### Your objective
Extract the full set of records that follows, word for word.

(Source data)
— BEGIN —

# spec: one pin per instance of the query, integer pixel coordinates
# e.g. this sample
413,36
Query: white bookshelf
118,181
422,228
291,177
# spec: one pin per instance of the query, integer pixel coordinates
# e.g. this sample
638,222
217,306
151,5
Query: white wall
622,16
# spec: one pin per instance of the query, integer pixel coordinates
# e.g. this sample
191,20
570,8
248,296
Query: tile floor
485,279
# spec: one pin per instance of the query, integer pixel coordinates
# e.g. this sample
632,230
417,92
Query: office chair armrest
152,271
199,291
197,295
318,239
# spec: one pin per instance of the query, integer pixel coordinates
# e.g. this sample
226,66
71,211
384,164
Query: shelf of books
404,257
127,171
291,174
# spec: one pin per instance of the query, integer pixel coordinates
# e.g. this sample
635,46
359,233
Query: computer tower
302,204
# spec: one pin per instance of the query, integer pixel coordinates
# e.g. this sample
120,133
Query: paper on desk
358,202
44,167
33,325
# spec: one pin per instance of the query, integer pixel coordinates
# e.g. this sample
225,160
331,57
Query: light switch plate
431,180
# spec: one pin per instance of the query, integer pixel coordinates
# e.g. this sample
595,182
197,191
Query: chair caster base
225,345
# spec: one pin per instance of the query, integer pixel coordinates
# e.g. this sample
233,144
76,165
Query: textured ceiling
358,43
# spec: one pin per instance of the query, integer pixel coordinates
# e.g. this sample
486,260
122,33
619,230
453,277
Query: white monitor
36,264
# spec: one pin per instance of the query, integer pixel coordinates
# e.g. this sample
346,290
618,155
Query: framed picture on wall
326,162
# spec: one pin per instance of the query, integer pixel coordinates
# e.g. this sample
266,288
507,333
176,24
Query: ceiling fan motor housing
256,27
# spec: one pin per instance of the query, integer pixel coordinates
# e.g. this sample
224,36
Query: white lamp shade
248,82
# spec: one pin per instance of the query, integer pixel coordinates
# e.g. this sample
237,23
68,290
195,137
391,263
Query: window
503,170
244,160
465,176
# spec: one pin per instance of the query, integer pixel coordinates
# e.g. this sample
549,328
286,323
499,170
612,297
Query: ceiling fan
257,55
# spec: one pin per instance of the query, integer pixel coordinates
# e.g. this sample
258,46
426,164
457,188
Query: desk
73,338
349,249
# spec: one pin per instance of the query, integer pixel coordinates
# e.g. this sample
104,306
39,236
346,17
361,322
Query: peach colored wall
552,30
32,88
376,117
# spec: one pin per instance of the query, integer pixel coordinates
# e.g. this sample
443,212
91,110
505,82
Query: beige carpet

— END —

### Completed exercise
# spec: one pin per instance of the query, integer pixel coordinates
# e.g. this sample
413,36
Query: white bookshelf
118,181
422,228
291,177
# spec: one pin per instance of the query, integer pixel coordinates
# e.g. this sample
638,222
217,306
151,5
Query: white wall
622,16
# spec: one pin per instance of the query, integer pixel coordinates
# e.g. this sample
191,20
570,8
248,296
Query: tile floor
485,279
# spec: one pin per instance of the query, integer pixel coordinates
# e.g. this sample
632,230
417,92
Query: office chair armrest
152,271
199,291
197,295
318,239
# spec: one pin per instance of the query, integer pixel coordinates
# e.g. this sample
226,66
71,211
384,164
Query: shelf of books
404,257
127,171
291,174
# spec: one pin per instance of the query, integer pixel coordinates
# e.g. this sample
635,46
359,233
Query: computer tower
302,204
# spec: one pin per instance of the query, integer pixel coordinates
# e.g. this sample
120,133
Query: paper on desk
358,202
44,167
33,325
# spec: one pin per instance of the query, integer pixel coordinates
# e.g. this sample
225,160
331,57
Query: light switch plate
431,180
# spec: one pin per instance of the query, integer pixel coordinates
# e.g. this sample
595,182
197,191
Query: chair caster base
225,345
# spec: one pin per instance of the query, integer pixel coordinates
# e.g. this sample
233,144
76,165
Query: textured ceiling
358,43
# spec: one pin per instance of the query, integer pixel coordinates
# e.g. this sample
486,260
122,33
619,230
453,277
Query: white monitor
36,264
# spec: one pin per instance of the query, integer pixel coordinates
# e.g. this sample
346,290
618,155
Query: framed picture on wall
326,162
# spec: one pin per instance of the query, integer pixel coordinates
# e.g. this sample
266,288
507,333
176,24
Query: ceiling fan motor housing
256,27
# spec: one pin per instance of the query, integer pixel coordinates
# e.g. this sample
224,36
Query: white lamp shade
248,82
# spec: one pin per instance of the query, integer pixel coordinates
# e.g. this sample
237,23
68,290
195,137
391,263
Query: window
503,170
244,160
465,176
# spec: one pin per instance of the query, integer pixel coordinates
# e.g. this sample
549,328
286,323
499,170
612,297
Query: ceiling fan
257,55
# spec: one pin per instance of the query, integer pixel coordinates
# e.g. this sample
258,46
426,164
457,188
Query: desk
73,338
349,249
# spec: one pin per instance of the query, integer pixel coordinates
# e.g. this sample
104,306
39,236
346,17
361,322
Query: peach colored wall
552,30
32,88
376,117
# spec: one pin per instance of the query, integer pixel coordinates
# e.g. this sample
443,212
91,110
505,82
Query: beige carpet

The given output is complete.